* Work to complete
Retype the line with "Please pin the dill" exactly. Then retype every line after it through the end of the entries below, and nothing more, leaving out pictures.

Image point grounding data

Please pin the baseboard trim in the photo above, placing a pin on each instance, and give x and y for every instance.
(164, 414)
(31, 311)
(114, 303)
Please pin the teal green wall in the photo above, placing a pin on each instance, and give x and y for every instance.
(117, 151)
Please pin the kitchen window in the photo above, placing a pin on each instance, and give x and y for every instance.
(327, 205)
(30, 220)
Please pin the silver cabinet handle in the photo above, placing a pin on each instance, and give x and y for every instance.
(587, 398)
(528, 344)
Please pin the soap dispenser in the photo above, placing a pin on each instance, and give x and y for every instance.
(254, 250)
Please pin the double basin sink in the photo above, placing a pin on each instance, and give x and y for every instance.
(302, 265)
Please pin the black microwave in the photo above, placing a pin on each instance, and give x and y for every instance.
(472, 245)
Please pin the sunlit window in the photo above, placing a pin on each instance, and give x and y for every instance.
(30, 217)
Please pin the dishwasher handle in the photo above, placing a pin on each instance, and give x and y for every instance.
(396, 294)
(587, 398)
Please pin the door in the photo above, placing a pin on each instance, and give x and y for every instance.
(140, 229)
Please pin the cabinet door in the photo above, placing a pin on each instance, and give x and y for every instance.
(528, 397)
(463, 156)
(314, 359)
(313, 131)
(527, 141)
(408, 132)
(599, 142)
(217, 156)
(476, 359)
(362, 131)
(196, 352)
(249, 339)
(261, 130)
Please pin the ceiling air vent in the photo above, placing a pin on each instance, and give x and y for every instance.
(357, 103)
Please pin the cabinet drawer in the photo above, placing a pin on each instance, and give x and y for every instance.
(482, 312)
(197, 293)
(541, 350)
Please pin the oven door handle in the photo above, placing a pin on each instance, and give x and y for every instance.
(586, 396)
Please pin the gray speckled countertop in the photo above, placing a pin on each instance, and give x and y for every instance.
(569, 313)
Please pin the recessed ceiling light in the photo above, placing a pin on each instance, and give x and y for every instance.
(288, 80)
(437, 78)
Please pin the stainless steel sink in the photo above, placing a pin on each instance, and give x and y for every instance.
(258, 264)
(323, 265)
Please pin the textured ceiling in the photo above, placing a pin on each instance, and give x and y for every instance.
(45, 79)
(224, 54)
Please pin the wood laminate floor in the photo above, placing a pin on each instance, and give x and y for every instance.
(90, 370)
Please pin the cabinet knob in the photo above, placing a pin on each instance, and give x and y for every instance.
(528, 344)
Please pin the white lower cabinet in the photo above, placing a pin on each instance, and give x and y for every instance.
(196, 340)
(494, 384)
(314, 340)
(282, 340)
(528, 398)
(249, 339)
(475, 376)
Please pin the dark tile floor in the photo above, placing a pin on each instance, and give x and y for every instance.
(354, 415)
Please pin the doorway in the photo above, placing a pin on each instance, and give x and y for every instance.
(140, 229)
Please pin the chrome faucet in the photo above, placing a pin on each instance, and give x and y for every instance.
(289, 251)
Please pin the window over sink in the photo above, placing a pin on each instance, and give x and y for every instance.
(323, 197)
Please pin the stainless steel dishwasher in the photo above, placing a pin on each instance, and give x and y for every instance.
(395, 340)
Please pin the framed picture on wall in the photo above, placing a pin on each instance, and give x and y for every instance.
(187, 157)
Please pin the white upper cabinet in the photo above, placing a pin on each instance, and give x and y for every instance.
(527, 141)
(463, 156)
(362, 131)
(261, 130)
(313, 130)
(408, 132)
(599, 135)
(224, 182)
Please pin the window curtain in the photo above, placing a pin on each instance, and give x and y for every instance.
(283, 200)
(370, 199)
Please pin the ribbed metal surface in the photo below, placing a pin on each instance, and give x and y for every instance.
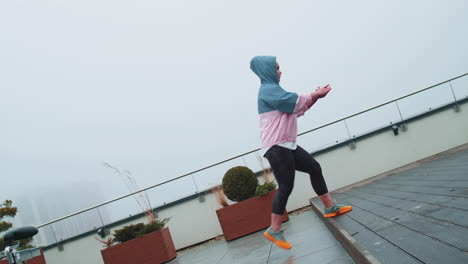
(378, 246)
(416, 216)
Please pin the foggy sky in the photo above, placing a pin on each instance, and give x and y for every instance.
(162, 88)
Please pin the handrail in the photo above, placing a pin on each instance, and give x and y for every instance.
(243, 154)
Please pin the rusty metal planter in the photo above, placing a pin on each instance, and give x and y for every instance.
(247, 217)
(155, 247)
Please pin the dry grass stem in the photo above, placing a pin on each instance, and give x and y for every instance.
(219, 194)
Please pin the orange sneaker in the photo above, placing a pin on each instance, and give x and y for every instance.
(337, 210)
(277, 238)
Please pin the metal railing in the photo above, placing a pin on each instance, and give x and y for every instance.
(253, 156)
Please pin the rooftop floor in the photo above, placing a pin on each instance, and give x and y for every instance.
(415, 216)
(312, 243)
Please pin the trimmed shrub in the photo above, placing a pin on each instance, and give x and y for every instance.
(239, 183)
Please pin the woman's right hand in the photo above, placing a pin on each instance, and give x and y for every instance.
(321, 92)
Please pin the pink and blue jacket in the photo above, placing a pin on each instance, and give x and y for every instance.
(278, 109)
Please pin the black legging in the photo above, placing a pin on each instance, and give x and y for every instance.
(284, 162)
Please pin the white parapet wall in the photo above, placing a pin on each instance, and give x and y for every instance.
(193, 221)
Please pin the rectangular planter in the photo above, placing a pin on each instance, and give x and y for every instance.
(247, 217)
(152, 248)
(36, 260)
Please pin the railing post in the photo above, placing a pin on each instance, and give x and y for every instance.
(456, 107)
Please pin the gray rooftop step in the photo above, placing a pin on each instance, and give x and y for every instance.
(416, 216)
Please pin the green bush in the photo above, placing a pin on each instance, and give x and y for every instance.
(239, 183)
(265, 188)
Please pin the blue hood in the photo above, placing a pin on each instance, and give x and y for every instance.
(271, 97)
(265, 68)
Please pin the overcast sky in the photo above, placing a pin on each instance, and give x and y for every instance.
(162, 88)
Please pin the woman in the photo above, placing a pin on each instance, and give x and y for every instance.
(279, 110)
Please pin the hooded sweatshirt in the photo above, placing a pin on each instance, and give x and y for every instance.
(277, 108)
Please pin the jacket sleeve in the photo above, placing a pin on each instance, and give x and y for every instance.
(301, 104)
(282, 100)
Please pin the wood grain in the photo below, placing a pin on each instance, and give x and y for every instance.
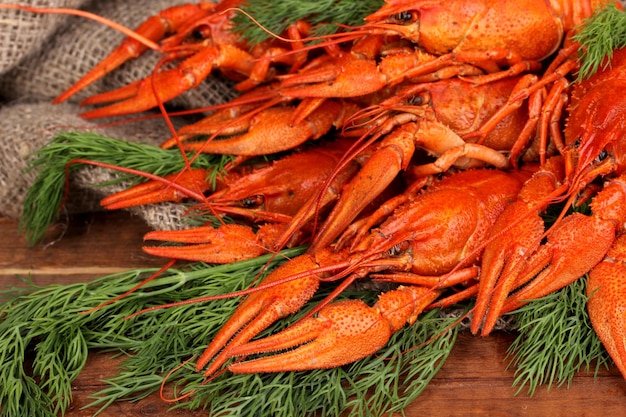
(473, 382)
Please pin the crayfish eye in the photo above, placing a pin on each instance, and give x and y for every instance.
(405, 17)
(201, 33)
(398, 248)
(253, 201)
(602, 155)
(420, 99)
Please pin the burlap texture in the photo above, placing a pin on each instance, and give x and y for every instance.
(40, 56)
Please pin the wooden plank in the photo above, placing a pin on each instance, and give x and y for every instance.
(473, 382)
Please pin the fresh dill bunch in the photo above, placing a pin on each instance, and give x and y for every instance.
(277, 16)
(555, 339)
(158, 341)
(383, 383)
(45, 326)
(598, 37)
(44, 197)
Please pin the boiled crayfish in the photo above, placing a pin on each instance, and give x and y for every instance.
(462, 80)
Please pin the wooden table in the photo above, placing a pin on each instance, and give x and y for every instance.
(473, 382)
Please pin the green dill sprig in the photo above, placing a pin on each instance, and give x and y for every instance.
(44, 197)
(45, 326)
(322, 14)
(555, 339)
(159, 341)
(383, 383)
(598, 37)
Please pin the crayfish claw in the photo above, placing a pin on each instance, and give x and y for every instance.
(606, 290)
(261, 309)
(224, 244)
(342, 332)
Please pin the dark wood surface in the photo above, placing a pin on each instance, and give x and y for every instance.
(473, 382)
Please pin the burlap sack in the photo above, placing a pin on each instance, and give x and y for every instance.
(40, 56)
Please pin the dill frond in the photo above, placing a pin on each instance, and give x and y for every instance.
(599, 36)
(44, 197)
(555, 339)
(324, 15)
(45, 327)
(160, 340)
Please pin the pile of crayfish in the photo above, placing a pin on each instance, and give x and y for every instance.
(420, 148)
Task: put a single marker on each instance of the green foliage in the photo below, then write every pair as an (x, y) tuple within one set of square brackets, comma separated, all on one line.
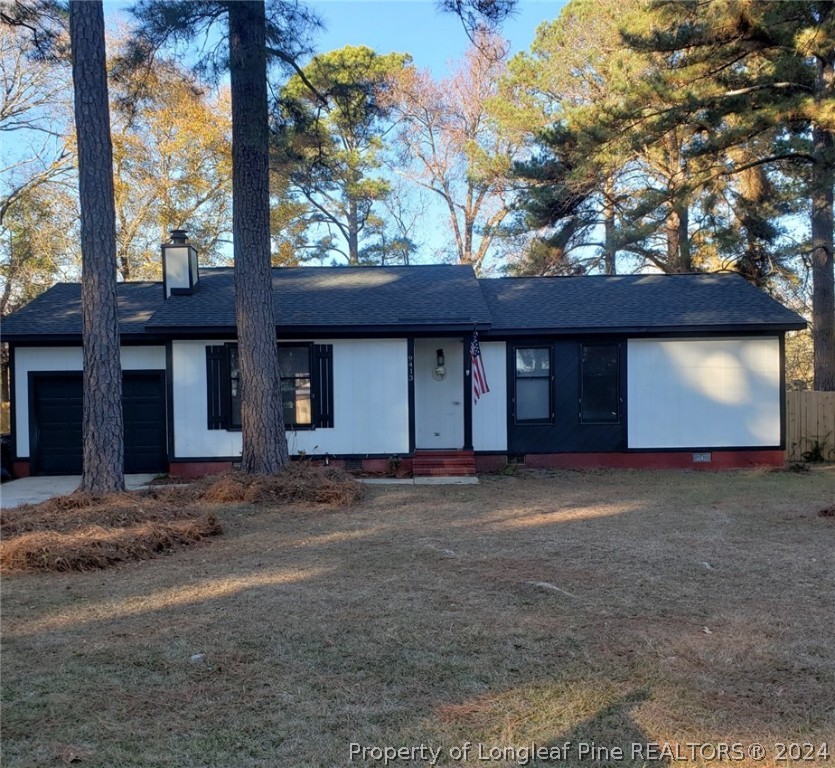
[(626, 117), (329, 122)]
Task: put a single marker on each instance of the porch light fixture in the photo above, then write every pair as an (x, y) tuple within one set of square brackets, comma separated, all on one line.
[(440, 366)]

* Solution to the problem
Please pin the dill frond in the photo above, placing a pin on each instance, and give x and y for every instance.
(599, 36)
(44, 197)
(555, 339)
(324, 15)
(45, 327)
(160, 340)
Please pin the pile of crayfish in the photo above, placing a pin on each instance, and give x and y for every instance.
(420, 148)
Task: put a single marker on each instance of the green foliage in the photo below, then write every pair as an (x, y) tuple within one set of square brackets, comma separated, all on one line.
[(626, 117), (329, 122)]
Task: put a single marker on each instance of the porch light fixture in the photo above, then write every pair as an (x, y) tuple within one set of square brackets, comma separated, all on one line.
[(440, 366)]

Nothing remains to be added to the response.